33-years on, US invasion victim identified

 

 On the 33rd anniversary of the United States armed invasion of Panama, the Public Ministry reported that one of the remains exhumed in the Jardín de Paz cemetery is of a man reported missing on the night of December 19, 1989, that is, hours before the operation.

According to sources from the Superior Discharge Prosecutor’s Office, the person’s relatives said that they always suspected that he could have died as a result of the events of the invasion. The prosecutor’s office also reported that to determine the identity of this victim, judicial assistance was used before the Public Ministry of Guatemala. This is how the Forensic Anthropology Foundation of that country carried out a DNA test on the remains located by the Institute of Legal Medicine and Forensic Sciences (Imelcf) in the Garden of Peace.

The Public Ministry asked Guatemala to carry out DNA tests on three skeletal remains located in a mass grave in the Jardín Paz, but only one of them obtained positive results. Now they are working on comparing the biological samples of other relatives of the rest of those who disappeared during the event to establish their identity.

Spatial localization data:
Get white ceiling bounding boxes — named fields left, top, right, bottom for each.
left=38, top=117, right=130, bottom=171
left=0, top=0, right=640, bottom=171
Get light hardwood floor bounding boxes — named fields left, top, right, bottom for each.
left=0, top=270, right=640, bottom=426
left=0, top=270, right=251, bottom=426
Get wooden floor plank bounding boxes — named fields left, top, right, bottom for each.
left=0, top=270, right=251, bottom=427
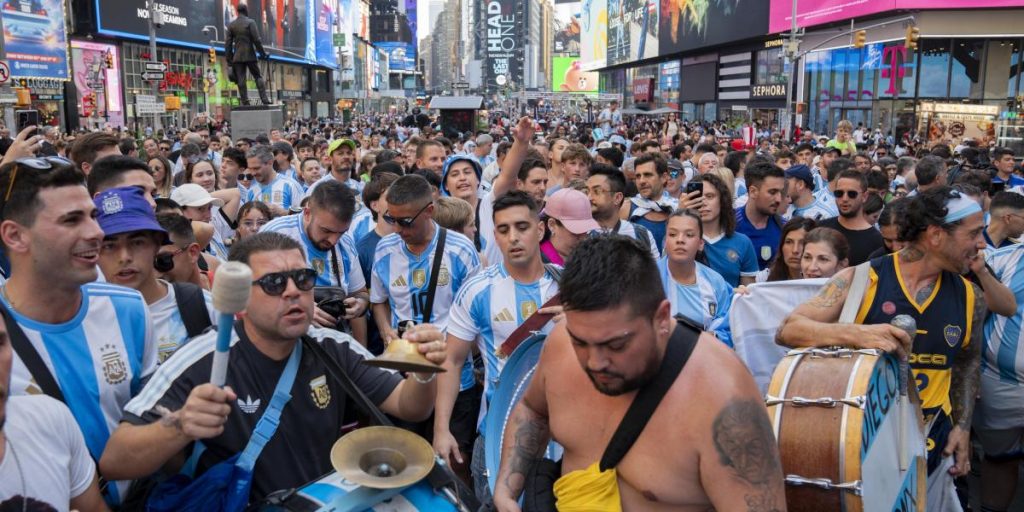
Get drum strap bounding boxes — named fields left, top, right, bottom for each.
left=839, top=261, right=871, bottom=324
left=600, top=322, right=700, bottom=471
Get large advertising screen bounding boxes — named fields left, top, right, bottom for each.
left=580, top=0, right=608, bottom=70
left=658, top=0, right=768, bottom=55
left=551, top=57, right=598, bottom=92
left=608, top=0, right=658, bottom=65
left=3, top=0, right=69, bottom=80
left=768, top=0, right=1024, bottom=34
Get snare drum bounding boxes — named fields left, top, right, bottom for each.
left=765, top=348, right=928, bottom=512
left=483, top=334, right=562, bottom=493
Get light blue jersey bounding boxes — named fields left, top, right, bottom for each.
left=243, top=174, right=303, bottom=210
left=447, top=264, right=558, bottom=429
left=0, top=283, right=157, bottom=502
left=260, top=213, right=367, bottom=294
left=370, top=223, right=480, bottom=390
left=657, top=258, right=732, bottom=347
left=981, top=244, right=1024, bottom=384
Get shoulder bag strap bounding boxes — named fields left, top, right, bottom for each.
left=600, top=323, right=700, bottom=471
left=422, top=226, right=447, bottom=324
left=0, top=305, right=68, bottom=403
left=839, top=260, right=871, bottom=324
left=234, top=343, right=302, bottom=471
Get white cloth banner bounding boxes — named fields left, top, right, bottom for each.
left=729, top=279, right=828, bottom=395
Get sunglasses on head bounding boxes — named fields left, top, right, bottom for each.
left=253, top=268, right=316, bottom=297
left=383, top=203, right=433, bottom=227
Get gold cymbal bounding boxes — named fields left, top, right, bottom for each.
left=364, top=338, right=446, bottom=374
left=331, top=426, right=434, bottom=488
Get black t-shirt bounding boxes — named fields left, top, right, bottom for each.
left=123, top=321, right=401, bottom=502
left=818, top=217, right=886, bottom=266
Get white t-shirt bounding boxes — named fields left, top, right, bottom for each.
left=0, top=395, right=96, bottom=511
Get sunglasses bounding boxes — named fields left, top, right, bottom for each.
left=253, top=268, right=316, bottom=297
left=383, top=203, right=433, bottom=228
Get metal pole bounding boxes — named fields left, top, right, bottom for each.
left=149, top=0, right=163, bottom=133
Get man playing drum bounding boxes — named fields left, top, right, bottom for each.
left=776, top=186, right=985, bottom=510
left=495, top=236, right=785, bottom=511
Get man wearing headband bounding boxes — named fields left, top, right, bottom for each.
left=776, top=186, right=986, bottom=510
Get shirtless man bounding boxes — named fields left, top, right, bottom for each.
left=495, top=236, right=785, bottom=512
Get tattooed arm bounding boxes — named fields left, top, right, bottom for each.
left=775, top=267, right=910, bottom=352
left=942, top=283, right=986, bottom=476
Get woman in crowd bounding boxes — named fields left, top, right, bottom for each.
left=800, top=227, right=850, bottom=279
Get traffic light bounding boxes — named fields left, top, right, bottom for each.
left=903, top=25, right=921, bottom=50
left=853, top=31, right=867, bottom=48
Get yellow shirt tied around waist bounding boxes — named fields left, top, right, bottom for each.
left=553, top=462, right=623, bottom=512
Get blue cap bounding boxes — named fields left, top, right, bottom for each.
left=785, top=164, right=814, bottom=187
left=92, top=186, right=168, bottom=244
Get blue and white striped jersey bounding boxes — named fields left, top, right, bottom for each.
left=657, top=258, right=732, bottom=347
left=447, top=264, right=558, bottom=428
left=260, top=213, right=367, bottom=294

WORK TO COMPLETE — Please continue the news article about identifying a Panama invasion victim, picking up right after its last sentence.

FINAL ANSWER —
The Forensic Medicine Institute (Imelcf) and the Public Ministry managed to recover 33 skeletal remains in the capital’s cemetery and another eight in Monte Esperanza, in Colón. They are in the classification and analysis phase to later submit them to DNA tests.

The director of Imelcf, José Vicente Pachar, announced that from mid-2023, they will be able to carry out DNA tests on the rest of the bones found during the exhumations since initially this effort could not be done due to a lack of resources for the purchase of reagents and equipment.